(PROBLEM TO WORK ON):
Would you return, word for word, the lines of the data below from the line with "Segment each target" through the line with "box: [0, 0, 376, 768]", and no others?

Items from a dataset:
[Start of Attachment]
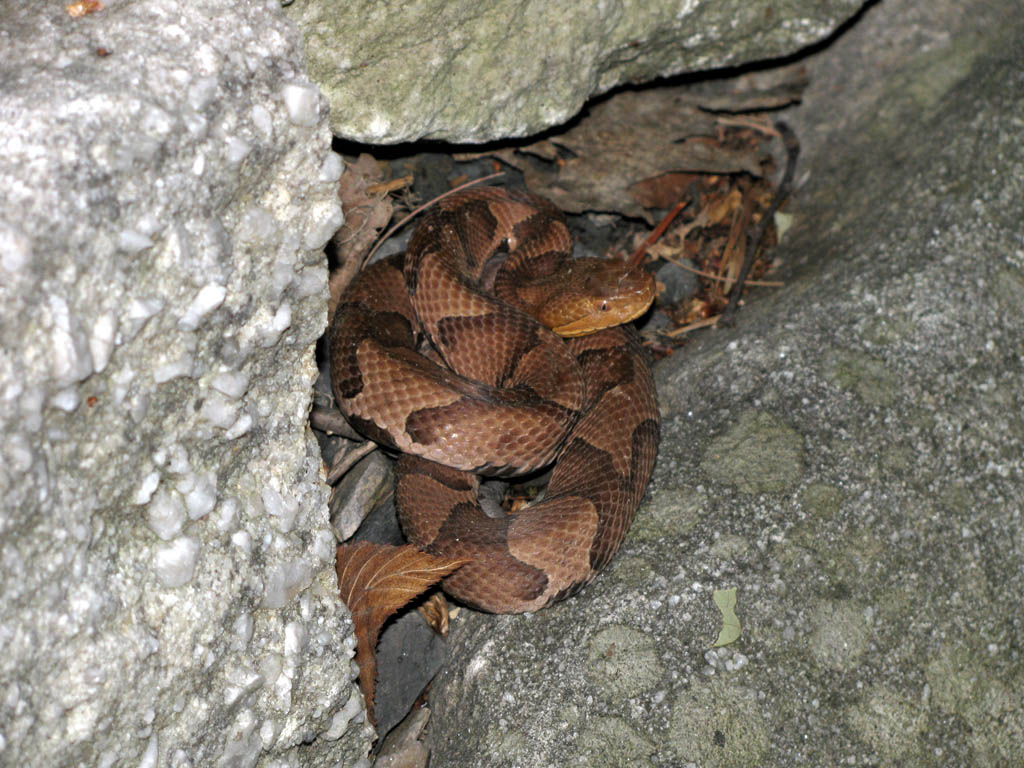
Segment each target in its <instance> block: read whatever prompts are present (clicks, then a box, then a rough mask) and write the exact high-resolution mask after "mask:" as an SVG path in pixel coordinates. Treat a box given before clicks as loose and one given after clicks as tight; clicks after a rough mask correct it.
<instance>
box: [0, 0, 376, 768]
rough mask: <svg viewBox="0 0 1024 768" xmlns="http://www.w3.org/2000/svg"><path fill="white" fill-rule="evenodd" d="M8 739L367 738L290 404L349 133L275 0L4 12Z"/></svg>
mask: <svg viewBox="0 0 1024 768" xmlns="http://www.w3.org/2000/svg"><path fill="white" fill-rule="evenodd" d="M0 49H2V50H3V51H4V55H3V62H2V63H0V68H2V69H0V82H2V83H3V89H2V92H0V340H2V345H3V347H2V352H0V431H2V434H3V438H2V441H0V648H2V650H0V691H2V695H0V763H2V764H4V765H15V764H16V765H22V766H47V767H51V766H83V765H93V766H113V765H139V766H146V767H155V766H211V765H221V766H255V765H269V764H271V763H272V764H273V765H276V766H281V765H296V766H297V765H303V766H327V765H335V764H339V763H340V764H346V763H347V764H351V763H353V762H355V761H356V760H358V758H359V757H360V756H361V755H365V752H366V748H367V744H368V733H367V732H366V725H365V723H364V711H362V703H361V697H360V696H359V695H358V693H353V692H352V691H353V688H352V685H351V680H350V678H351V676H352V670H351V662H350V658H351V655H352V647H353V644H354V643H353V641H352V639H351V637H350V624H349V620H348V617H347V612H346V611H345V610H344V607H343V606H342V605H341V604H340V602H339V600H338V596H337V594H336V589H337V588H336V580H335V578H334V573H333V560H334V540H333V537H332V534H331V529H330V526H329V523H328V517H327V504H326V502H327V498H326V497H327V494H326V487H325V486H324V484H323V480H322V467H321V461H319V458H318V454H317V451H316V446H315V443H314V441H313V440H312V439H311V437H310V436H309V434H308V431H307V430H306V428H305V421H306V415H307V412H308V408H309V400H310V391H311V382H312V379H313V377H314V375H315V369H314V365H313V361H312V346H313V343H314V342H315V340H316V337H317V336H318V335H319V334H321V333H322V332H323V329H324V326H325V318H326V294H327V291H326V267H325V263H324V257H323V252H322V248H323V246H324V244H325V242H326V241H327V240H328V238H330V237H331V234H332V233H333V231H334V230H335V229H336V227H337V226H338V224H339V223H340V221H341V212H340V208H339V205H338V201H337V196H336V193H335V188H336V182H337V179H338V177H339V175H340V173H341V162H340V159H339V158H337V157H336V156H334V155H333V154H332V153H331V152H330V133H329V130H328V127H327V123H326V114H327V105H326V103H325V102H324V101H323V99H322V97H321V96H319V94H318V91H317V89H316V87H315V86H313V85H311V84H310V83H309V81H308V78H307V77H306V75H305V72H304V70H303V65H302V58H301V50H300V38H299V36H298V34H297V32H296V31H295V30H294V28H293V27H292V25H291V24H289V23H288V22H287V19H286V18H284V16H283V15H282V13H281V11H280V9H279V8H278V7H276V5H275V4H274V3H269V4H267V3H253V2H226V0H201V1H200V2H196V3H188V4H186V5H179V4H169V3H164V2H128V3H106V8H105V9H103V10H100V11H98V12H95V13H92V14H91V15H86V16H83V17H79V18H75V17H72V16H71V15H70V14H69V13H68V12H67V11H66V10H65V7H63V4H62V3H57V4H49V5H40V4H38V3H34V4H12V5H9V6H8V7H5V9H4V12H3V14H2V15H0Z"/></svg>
[End of Attachment]
[Start of Attachment]
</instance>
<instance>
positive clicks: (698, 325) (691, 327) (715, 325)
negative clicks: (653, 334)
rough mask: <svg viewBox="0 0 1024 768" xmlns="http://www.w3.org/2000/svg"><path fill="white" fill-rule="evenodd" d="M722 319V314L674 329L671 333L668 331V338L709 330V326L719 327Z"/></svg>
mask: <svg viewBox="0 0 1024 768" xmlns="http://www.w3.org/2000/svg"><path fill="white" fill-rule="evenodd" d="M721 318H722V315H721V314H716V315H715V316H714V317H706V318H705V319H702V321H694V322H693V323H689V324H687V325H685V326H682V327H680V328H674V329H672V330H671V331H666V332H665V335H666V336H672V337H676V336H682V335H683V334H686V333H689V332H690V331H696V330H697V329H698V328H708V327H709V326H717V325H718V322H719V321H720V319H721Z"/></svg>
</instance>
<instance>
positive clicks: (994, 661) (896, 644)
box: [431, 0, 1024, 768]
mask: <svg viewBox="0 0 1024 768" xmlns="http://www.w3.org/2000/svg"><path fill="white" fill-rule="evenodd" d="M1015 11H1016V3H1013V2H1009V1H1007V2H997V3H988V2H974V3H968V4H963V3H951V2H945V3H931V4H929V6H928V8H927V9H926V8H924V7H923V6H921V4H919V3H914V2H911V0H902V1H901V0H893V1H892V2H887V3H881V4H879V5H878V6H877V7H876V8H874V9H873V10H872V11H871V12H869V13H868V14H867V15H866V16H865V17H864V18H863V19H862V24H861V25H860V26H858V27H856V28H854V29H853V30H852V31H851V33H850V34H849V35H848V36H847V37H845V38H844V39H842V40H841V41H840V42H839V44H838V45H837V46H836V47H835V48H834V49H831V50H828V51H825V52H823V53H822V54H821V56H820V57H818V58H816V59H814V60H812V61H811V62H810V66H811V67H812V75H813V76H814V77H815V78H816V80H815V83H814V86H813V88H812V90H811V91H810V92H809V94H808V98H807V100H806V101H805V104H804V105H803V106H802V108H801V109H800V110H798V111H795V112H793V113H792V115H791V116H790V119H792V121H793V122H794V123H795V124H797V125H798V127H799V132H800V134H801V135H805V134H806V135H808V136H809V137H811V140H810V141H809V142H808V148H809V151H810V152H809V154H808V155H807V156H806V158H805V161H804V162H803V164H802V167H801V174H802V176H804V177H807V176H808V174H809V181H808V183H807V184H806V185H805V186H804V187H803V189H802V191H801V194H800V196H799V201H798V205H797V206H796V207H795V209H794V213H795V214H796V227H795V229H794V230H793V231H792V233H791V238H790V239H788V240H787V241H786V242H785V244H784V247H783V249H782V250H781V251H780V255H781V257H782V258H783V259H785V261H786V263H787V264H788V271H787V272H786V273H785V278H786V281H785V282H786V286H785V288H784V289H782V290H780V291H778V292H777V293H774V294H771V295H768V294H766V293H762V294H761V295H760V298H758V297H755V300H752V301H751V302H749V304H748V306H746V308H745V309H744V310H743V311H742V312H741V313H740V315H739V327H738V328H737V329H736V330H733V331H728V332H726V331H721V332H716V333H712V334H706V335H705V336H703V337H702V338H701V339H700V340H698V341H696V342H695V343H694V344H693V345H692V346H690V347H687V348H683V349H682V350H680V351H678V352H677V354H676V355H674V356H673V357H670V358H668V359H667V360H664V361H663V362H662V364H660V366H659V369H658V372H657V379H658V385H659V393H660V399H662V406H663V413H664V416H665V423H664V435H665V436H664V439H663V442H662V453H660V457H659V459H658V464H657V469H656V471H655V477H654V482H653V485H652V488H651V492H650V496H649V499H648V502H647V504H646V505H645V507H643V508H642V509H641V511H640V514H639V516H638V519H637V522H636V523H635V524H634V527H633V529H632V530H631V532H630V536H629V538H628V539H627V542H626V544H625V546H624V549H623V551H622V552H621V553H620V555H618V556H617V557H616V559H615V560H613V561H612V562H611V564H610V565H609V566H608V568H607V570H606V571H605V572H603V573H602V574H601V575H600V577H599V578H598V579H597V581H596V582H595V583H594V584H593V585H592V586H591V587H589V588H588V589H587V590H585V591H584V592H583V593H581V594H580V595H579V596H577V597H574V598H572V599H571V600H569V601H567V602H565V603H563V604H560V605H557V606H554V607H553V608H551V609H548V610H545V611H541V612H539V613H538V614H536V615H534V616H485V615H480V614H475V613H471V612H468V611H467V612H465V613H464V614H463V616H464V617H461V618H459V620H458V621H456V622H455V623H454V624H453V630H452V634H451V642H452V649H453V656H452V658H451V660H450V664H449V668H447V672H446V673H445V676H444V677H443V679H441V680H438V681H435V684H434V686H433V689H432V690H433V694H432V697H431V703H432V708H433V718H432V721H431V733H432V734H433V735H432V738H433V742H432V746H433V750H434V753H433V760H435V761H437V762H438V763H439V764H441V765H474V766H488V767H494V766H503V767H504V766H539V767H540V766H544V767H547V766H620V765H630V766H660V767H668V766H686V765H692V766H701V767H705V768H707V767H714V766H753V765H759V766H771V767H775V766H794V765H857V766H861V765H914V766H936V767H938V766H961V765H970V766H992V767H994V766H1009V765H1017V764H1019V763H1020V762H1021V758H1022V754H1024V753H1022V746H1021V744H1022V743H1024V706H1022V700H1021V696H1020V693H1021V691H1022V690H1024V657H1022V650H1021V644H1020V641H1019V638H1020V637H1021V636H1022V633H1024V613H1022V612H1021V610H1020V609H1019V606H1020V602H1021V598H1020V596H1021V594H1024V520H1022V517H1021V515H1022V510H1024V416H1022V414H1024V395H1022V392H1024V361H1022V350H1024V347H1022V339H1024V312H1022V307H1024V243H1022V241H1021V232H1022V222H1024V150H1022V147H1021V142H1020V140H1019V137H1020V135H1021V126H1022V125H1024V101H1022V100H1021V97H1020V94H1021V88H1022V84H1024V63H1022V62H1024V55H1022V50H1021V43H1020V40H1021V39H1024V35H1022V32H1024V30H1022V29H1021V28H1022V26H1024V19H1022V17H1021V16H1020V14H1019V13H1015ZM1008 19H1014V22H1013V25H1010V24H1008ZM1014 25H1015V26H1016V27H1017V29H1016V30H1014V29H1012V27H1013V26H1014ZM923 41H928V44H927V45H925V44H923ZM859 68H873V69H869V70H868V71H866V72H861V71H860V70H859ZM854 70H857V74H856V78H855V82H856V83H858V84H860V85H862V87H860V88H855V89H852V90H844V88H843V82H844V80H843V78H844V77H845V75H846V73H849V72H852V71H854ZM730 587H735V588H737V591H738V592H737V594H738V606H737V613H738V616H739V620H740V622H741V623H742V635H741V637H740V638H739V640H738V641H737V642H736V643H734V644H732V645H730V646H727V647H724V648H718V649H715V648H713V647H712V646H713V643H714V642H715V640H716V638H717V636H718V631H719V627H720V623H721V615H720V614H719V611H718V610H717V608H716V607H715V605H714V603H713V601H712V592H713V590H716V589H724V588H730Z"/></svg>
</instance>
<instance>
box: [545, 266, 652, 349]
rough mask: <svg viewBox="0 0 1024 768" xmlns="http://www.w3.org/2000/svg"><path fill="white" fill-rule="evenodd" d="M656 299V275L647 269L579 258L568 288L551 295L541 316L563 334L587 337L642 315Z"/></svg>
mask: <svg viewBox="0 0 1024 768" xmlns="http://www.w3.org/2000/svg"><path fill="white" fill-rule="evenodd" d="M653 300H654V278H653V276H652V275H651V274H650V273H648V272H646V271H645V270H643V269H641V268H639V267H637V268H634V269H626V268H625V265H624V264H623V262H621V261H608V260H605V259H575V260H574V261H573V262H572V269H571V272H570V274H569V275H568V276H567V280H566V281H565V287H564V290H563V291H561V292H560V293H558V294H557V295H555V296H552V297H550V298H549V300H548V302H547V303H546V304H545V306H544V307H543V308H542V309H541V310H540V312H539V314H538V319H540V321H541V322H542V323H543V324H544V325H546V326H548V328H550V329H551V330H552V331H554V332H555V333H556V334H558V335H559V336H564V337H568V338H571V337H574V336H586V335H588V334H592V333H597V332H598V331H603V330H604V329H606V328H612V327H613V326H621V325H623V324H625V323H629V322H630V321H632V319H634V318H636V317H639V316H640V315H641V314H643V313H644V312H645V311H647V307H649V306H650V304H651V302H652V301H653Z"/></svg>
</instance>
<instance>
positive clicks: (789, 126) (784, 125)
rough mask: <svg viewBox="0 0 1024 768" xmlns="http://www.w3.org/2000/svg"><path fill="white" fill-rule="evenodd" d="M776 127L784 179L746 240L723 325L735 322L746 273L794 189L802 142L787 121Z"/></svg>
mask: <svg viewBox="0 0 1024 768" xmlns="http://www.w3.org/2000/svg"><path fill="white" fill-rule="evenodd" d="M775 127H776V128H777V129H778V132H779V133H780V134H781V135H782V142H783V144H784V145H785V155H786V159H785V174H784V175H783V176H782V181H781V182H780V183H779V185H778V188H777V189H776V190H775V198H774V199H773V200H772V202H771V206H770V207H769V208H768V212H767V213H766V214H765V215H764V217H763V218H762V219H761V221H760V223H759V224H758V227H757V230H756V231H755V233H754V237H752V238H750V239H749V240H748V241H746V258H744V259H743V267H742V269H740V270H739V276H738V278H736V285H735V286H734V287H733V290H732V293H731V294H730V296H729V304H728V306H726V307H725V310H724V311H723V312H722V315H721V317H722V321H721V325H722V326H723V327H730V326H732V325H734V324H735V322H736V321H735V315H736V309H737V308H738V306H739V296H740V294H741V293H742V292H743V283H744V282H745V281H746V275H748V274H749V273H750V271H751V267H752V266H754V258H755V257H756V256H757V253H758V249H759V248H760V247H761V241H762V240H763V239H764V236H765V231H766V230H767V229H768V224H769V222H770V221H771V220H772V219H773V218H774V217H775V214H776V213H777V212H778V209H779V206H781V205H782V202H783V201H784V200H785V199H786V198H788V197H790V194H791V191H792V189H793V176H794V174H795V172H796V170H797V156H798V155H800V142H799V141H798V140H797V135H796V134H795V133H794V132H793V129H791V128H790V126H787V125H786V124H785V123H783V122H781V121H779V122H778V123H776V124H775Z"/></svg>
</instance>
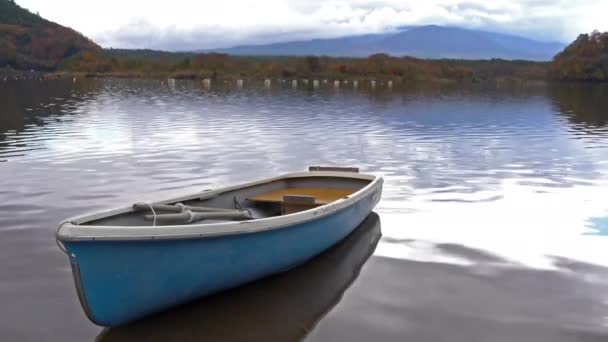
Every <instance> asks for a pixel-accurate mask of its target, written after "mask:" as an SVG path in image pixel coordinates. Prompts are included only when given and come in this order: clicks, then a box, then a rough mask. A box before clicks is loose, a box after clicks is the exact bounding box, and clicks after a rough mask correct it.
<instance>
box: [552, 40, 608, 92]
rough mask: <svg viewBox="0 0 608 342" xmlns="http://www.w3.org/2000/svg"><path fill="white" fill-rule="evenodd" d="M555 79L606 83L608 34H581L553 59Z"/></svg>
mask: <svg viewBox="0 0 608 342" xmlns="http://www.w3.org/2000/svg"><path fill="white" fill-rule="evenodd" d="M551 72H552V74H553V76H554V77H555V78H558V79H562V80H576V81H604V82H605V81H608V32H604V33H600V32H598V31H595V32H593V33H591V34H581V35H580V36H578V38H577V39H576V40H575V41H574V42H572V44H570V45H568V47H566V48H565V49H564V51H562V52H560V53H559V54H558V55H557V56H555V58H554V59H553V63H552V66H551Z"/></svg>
[End of Attachment]
(RESULT BELOW):
Segment each target in its <instance> block: read whatever prompts are present (clicks, then a box, then a rough mask) and write the exact high-resolution mask after "mask:" as an SVG path in pixel coordinates. Treat a box given before clicks as loose and one given after clicks as tight; clicks after a rough mask correct it.
<instance>
box: [0, 0, 376, 768]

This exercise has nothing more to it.